*** Opening EXTRACTED DATA ***
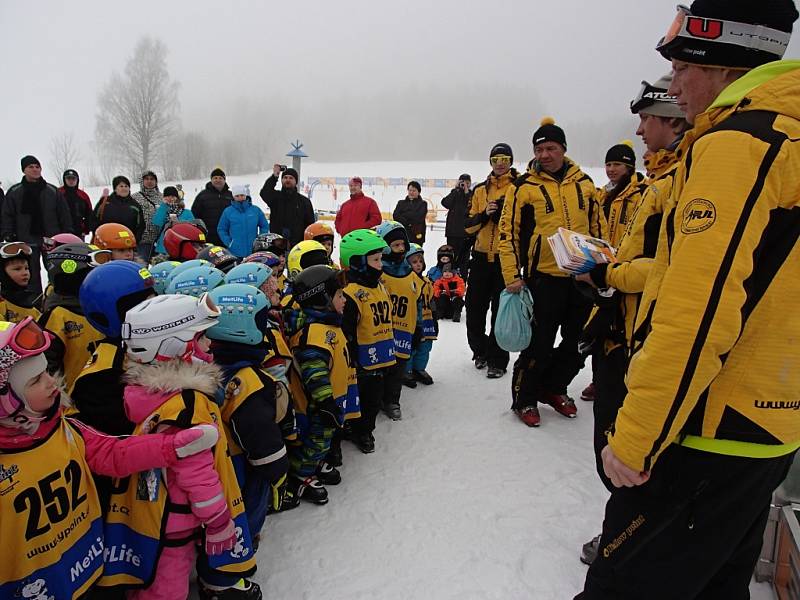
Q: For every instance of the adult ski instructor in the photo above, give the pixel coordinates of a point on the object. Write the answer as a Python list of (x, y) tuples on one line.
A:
[(709, 427)]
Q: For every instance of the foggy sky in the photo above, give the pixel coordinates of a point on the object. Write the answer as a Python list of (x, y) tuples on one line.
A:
[(583, 59)]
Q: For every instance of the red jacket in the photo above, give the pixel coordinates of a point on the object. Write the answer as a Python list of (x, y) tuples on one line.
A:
[(454, 286), (359, 212)]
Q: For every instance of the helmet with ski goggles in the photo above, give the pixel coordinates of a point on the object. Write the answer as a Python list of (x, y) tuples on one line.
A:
[(318, 231), (114, 236), (184, 240), (160, 272), (305, 254), (14, 249), (185, 266), (713, 41), (195, 281), (270, 242), (391, 231), (110, 290), (253, 273), (268, 259), (316, 286), (219, 256), (244, 314), (18, 342), (59, 239), (163, 327), (357, 245)]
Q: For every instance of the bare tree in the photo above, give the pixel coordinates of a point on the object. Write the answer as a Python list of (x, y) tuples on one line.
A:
[(63, 153), (138, 110)]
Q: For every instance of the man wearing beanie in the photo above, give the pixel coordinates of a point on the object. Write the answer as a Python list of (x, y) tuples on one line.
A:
[(707, 429), (290, 211), (457, 205), (485, 278), (554, 193), (31, 211), (78, 202), (211, 203)]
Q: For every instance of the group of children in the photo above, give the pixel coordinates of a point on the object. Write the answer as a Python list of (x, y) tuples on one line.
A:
[(236, 383)]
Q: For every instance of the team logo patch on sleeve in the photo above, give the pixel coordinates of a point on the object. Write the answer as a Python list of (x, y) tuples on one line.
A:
[(698, 216)]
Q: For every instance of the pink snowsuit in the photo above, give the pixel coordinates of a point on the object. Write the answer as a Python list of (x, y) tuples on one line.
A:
[(193, 481)]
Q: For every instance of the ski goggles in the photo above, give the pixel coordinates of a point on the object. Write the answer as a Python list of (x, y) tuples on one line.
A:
[(706, 29), (95, 258), (500, 159), (12, 249)]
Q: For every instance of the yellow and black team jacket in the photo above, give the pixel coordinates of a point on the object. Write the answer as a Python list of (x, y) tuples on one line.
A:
[(719, 370), (341, 372), (478, 223), (404, 294), (619, 215), (536, 206), (637, 247), (368, 324), (13, 313), (139, 506), (52, 527), (429, 329), (73, 337)]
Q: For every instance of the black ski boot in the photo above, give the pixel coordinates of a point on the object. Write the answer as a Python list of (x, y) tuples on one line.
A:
[(327, 474), (243, 590)]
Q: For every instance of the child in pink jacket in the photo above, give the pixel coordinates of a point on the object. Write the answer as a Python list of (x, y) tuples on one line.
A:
[(48, 502), (168, 388)]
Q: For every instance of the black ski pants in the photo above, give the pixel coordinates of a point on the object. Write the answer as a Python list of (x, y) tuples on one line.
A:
[(557, 305), (693, 531), (483, 292)]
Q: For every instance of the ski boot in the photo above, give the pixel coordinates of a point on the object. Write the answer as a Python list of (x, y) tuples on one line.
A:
[(423, 377), (589, 394), (327, 474), (561, 403), (243, 590)]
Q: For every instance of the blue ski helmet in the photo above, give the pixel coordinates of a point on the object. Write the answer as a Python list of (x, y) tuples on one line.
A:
[(254, 274), (244, 314), (196, 281), (160, 271), (111, 290)]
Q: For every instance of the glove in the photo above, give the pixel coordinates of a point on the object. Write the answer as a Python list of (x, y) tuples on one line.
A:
[(220, 534), (195, 439), (277, 491)]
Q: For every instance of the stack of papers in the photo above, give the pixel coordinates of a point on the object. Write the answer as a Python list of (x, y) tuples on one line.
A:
[(577, 253)]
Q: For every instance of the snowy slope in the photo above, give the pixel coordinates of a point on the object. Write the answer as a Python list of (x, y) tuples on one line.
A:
*** Closing EXTRACTED DATA ***
Your reply should consist only of the lines from the one containing "Q: For every instance of the snowy" through the last line of the records, each reproduced exactly.

Q: For every instance of the snowy slope in the photo above, give the pixel coordinates of a point on the object. Write the answer as a Python list of (x, y) tuples on one line.
A:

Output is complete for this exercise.